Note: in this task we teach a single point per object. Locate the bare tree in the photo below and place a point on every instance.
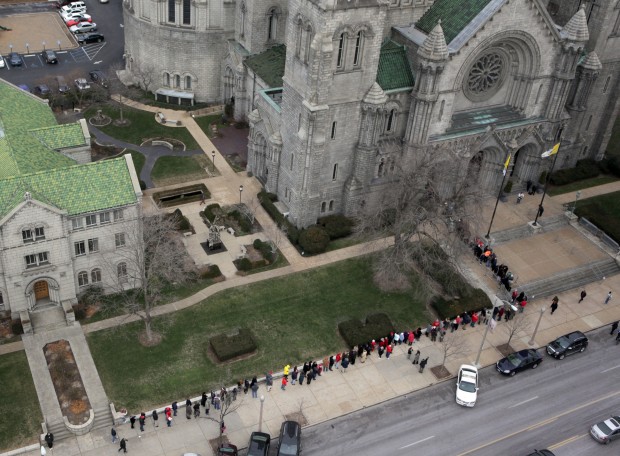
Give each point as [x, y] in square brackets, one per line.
[424, 209]
[150, 257]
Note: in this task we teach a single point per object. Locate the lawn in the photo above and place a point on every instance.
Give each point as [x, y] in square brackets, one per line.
[20, 420]
[604, 212]
[143, 126]
[171, 170]
[293, 319]
[580, 185]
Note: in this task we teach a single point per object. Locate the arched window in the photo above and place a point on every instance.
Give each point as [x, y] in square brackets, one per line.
[340, 58]
[171, 11]
[83, 278]
[357, 55]
[95, 275]
[272, 24]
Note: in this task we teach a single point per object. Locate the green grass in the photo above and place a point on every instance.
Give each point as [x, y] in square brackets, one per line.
[169, 168]
[604, 212]
[20, 420]
[293, 319]
[143, 126]
[580, 185]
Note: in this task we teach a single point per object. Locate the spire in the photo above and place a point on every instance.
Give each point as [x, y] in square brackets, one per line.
[434, 46]
[577, 28]
[375, 95]
[591, 62]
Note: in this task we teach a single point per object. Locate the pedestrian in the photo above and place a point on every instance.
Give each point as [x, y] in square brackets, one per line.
[269, 380]
[123, 446]
[423, 364]
[155, 418]
[416, 358]
[49, 439]
[554, 304]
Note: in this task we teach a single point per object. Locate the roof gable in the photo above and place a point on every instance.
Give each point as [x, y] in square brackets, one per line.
[394, 71]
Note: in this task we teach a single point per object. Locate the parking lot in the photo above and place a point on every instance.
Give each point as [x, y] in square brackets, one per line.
[38, 26]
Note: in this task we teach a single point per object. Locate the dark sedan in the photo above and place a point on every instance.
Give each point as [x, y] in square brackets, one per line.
[516, 362]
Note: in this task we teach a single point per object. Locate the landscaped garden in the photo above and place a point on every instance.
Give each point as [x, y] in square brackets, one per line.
[292, 319]
[20, 420]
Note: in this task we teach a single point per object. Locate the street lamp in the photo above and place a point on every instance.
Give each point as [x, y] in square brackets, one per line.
[542, 311]
[260, 418]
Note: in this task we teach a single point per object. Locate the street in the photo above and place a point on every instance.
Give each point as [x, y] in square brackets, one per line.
[551, 407]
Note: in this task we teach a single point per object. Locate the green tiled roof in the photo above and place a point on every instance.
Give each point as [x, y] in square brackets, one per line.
[76, 189]
[21, 150]
[394, 71]
[61, 136]
[454, 15]
[269, 65]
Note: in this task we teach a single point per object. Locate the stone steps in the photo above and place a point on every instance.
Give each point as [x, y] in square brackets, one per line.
[573, 278]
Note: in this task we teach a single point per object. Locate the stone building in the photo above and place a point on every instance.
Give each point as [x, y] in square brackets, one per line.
[63, 224]
[340, 93]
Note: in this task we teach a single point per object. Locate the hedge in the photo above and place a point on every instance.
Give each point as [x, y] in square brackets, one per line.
[337, 226]
[227, 347]
[314, 240]
[354, 332]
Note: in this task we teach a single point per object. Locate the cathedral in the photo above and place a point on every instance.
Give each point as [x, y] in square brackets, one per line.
[340, 93]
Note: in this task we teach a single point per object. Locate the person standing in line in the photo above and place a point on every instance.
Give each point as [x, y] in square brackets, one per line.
[583, 295]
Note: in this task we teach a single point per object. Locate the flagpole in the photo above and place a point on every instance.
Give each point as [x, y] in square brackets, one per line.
[559, 142]
[499, 194]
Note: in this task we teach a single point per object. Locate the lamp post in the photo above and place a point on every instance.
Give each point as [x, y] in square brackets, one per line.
[542, 311]
[260, 417]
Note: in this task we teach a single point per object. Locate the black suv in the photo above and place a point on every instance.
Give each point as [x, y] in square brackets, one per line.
[289, 443]
[567, 345]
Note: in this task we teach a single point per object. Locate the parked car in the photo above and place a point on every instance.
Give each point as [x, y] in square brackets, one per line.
[259, 444]
[289, 442]
[15, 59]
[467, 386]
[42, 90]
[516, 362]
[49, 56]
[90, 38]
[83, 27]
[606, 431]
[575, 342]
[99, 77]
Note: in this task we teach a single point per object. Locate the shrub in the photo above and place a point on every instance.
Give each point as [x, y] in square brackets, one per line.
[314, 240]
[227, 347]
[355, 333]
[337, 226]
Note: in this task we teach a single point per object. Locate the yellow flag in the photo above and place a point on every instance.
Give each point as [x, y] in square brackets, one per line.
[552, 151]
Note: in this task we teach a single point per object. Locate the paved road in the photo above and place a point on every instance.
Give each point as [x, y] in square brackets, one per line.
[76, 62]
[550, 407]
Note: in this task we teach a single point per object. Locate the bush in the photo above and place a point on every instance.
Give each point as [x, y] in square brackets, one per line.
[337, 226]
[355, 333]
[314, 240]
[227, 347]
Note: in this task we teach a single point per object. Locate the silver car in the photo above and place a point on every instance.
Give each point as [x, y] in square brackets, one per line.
[607, 430]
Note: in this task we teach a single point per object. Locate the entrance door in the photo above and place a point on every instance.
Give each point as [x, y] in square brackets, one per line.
[41, 290]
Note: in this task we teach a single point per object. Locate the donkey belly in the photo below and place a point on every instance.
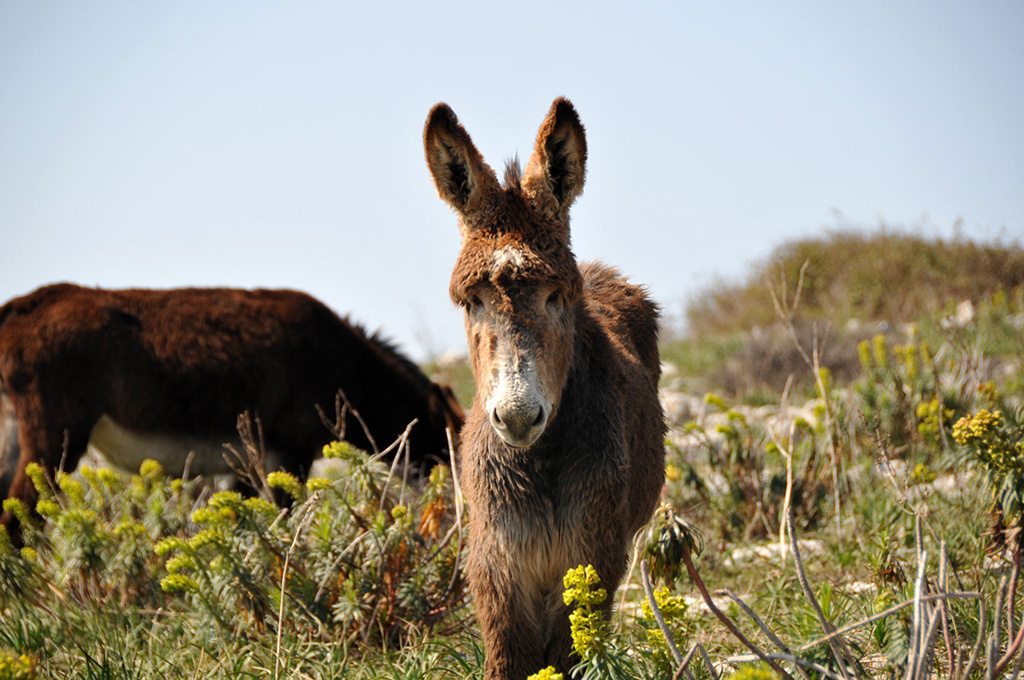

▶ Problem statement
Gather every line above that contains the word "green", copying each in full. Matching is case-sensitive.

▶ Output
Note: in this task we teach a single point per object. Locate the green grass in the photo above and place a point on every instance.
Note: in this task we teach a single point per object. Locate the green tiled roof in the photo above and place a point on every instance.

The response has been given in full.